■ Data supplied
— Start —

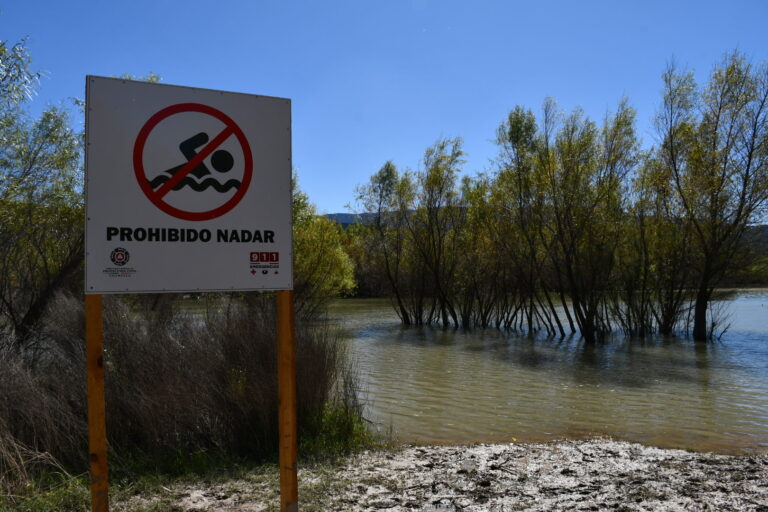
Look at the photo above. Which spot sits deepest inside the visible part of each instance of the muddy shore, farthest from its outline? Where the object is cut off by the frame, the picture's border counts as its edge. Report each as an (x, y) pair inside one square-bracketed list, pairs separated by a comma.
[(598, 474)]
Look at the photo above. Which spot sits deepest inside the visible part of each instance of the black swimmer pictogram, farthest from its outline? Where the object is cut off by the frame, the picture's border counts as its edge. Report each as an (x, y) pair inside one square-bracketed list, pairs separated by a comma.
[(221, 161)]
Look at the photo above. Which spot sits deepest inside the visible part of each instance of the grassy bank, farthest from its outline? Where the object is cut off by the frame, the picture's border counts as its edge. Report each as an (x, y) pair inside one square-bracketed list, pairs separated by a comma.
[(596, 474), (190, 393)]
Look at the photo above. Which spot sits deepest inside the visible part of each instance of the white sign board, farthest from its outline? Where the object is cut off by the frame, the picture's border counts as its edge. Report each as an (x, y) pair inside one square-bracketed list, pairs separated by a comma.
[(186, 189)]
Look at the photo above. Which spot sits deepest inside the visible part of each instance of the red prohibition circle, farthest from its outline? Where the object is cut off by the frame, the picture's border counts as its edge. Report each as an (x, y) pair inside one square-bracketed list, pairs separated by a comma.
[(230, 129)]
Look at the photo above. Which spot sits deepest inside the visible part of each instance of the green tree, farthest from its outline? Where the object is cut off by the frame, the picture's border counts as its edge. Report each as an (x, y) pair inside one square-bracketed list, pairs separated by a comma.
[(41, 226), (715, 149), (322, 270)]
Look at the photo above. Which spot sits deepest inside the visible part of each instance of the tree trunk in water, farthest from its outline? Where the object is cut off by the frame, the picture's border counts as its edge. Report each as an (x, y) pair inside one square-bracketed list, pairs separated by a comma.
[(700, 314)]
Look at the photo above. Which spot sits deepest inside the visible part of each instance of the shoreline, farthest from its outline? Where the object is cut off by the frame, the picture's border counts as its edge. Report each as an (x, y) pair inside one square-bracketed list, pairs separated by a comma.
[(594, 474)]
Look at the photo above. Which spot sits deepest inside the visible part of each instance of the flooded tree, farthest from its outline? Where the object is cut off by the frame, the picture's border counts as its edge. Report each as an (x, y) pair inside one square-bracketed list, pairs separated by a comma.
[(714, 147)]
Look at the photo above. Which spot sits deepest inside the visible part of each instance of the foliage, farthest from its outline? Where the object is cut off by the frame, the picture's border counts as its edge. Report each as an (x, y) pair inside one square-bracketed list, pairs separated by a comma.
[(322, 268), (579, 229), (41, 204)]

— End —
— Start —

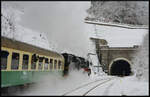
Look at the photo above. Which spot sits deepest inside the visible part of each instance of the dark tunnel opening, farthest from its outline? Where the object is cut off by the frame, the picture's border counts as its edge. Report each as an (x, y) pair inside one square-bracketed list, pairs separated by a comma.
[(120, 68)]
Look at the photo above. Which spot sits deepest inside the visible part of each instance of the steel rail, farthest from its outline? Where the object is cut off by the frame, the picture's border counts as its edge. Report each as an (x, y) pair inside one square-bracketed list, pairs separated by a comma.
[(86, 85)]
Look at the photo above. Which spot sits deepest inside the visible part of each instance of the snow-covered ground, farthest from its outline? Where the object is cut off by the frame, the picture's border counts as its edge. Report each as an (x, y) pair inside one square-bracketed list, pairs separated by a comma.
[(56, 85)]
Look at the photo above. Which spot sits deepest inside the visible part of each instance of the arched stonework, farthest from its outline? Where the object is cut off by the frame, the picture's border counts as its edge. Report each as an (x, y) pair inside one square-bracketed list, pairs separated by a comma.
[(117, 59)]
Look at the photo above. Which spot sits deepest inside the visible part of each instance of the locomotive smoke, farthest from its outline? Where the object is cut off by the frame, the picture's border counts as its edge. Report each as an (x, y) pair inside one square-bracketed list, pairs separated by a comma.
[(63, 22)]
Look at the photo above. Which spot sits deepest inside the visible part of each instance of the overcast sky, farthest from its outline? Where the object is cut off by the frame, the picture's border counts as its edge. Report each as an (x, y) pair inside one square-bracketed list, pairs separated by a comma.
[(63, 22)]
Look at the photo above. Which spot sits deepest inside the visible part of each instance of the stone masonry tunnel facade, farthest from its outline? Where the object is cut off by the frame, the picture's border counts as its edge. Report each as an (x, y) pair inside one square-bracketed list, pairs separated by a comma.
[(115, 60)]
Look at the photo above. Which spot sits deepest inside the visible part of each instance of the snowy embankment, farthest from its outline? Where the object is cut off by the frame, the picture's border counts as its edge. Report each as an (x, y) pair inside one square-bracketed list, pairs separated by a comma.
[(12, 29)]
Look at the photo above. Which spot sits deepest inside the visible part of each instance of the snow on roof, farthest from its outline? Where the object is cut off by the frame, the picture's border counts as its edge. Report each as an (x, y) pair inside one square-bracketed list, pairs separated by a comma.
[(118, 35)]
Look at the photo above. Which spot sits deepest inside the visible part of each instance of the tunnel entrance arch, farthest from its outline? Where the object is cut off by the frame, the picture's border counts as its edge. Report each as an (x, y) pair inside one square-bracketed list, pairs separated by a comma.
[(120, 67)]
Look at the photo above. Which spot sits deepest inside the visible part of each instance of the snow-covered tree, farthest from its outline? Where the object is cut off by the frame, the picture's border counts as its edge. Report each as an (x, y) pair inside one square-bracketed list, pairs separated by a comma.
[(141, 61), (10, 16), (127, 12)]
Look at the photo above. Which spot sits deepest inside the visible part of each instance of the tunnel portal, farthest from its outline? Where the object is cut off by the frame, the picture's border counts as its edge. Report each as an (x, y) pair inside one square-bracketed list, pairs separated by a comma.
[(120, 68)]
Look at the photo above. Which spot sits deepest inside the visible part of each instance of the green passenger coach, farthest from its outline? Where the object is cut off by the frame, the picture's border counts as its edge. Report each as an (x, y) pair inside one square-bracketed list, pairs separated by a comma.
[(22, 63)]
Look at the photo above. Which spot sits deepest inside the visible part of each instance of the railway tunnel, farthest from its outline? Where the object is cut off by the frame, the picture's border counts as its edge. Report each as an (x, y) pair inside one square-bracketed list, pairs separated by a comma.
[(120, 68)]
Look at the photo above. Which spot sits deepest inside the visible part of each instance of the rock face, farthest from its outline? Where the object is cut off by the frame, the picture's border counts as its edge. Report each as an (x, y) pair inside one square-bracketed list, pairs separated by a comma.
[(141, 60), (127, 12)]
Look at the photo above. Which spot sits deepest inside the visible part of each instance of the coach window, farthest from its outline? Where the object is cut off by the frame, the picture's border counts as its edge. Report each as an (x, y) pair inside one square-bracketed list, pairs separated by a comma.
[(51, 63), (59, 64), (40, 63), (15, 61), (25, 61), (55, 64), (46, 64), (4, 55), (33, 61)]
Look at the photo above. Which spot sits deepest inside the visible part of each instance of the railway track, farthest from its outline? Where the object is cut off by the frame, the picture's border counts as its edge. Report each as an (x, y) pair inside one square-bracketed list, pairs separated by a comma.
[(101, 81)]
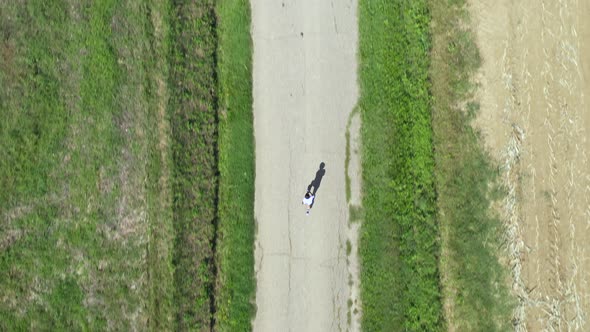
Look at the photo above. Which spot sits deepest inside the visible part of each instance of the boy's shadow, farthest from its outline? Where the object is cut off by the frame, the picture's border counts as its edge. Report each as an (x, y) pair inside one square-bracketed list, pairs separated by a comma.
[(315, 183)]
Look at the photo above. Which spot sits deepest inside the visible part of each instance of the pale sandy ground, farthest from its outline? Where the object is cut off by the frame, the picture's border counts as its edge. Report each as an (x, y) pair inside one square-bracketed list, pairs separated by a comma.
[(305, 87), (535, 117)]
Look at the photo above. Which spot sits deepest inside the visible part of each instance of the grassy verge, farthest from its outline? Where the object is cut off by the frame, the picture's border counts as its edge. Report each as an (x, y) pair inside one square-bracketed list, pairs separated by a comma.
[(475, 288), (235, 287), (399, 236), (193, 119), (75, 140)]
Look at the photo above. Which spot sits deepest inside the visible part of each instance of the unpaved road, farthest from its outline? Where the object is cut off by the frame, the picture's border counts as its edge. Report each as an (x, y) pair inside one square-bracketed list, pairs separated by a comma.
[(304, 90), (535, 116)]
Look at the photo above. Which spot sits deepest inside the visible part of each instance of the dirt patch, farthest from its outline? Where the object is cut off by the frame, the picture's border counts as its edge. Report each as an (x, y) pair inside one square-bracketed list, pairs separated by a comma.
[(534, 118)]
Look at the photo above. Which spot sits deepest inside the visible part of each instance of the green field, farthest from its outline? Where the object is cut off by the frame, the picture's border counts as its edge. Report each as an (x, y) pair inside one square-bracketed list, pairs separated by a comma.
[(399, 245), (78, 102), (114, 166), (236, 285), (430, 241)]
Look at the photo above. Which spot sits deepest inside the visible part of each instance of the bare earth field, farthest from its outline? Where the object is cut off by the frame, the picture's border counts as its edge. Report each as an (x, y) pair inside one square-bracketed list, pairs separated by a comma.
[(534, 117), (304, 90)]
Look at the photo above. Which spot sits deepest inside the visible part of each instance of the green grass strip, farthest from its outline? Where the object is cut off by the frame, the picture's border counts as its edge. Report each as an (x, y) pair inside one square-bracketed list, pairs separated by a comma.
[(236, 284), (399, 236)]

— End —
— Start —

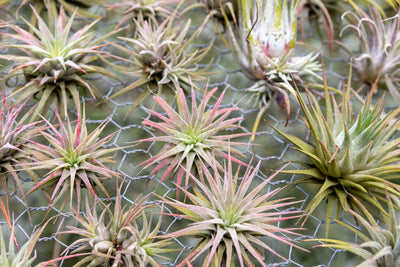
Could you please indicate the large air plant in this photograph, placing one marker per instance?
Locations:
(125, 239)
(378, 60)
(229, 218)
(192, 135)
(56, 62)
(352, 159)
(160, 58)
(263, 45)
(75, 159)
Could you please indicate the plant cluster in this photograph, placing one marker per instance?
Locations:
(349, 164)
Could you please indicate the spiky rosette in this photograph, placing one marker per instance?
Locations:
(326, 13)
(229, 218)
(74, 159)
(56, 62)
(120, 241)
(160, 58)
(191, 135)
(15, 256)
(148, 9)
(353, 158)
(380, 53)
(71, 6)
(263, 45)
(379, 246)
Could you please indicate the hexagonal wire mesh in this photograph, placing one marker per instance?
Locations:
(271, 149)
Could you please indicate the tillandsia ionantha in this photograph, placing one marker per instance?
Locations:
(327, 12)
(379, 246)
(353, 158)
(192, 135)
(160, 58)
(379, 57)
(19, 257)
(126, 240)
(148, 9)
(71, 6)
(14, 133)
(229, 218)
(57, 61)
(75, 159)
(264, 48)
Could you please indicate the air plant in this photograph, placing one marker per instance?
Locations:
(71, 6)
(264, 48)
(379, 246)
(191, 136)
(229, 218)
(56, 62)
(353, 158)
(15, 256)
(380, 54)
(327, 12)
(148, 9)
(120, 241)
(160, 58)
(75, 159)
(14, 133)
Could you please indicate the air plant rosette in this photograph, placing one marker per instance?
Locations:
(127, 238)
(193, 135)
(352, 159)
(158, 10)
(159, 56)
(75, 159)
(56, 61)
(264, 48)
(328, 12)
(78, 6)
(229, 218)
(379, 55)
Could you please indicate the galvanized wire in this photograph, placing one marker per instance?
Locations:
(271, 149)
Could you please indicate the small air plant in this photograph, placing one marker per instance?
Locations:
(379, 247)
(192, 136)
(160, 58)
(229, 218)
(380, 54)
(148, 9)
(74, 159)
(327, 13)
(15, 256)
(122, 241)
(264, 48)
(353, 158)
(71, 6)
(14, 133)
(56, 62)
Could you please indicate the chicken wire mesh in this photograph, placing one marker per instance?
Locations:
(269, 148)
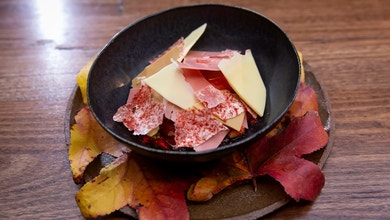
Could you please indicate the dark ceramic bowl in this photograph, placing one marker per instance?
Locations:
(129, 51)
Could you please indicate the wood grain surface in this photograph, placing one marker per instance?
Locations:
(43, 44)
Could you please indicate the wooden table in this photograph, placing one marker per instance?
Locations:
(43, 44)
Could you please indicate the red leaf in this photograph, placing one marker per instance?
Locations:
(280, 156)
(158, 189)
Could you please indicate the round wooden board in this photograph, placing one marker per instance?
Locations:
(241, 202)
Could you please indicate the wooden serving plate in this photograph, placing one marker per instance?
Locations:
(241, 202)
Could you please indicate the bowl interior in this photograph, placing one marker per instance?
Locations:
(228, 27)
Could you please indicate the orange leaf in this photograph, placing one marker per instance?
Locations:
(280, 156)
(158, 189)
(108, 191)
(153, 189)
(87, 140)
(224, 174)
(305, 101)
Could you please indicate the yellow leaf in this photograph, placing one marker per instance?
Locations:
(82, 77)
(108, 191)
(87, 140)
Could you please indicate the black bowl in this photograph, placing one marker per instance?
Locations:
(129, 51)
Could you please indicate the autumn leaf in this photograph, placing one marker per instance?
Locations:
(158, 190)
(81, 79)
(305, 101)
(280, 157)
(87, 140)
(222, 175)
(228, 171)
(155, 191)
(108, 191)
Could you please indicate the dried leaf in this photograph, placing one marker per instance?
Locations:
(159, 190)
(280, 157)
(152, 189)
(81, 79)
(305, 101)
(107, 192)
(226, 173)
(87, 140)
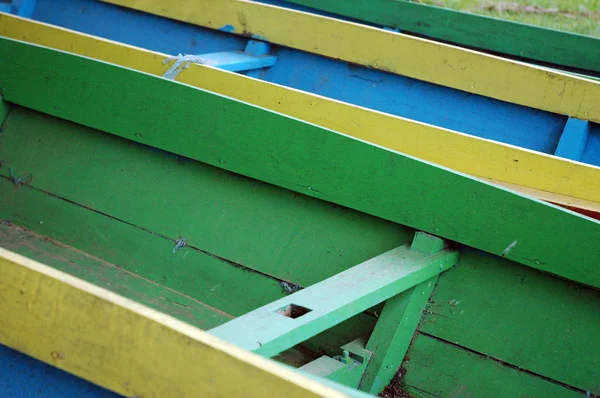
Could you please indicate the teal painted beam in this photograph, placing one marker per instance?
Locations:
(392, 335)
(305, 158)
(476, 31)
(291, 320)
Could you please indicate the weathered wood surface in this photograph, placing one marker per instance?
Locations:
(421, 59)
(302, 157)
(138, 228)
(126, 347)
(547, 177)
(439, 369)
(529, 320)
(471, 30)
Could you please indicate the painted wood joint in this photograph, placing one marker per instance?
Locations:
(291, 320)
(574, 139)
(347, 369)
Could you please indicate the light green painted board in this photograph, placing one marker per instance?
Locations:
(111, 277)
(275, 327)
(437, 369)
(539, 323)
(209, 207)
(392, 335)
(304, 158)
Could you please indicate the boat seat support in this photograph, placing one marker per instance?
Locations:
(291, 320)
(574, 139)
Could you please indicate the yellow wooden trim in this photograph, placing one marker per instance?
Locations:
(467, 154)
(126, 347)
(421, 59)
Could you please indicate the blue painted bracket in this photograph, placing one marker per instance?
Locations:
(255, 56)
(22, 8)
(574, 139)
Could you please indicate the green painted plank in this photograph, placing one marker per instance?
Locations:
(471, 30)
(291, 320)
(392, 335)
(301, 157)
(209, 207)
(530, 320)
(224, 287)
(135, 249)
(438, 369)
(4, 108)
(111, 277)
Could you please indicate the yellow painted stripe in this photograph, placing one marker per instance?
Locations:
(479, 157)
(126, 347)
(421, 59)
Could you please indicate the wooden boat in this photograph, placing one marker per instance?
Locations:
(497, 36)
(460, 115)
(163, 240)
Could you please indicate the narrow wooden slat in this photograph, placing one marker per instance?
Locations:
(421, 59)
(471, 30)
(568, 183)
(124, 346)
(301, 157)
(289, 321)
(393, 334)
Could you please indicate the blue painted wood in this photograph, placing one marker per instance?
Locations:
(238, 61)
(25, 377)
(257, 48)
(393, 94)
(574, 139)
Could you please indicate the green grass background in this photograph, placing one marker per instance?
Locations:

— End —

■ The request
Convert the records above, everything from the line containing "of the bare" down to the line containing "[(534, 117), (304, 90)]", into a two-column CSV with the columns input and output. Each row should hold the text in input and its answer in output, with each value as one quoted field and any line breaks replaced by spaces.

■ Response
input,output
"Look at the photo above. Which spot sits deepest inside the visible part of each instance of the bare earth field, farthest from its outline? Where the object is cut off by the frame, the picture's border counts as its edge. Report each as an (x, y) pair inside one square-bracketed list, pairs separated by a comma.","[(534, 117), (304, 90)]"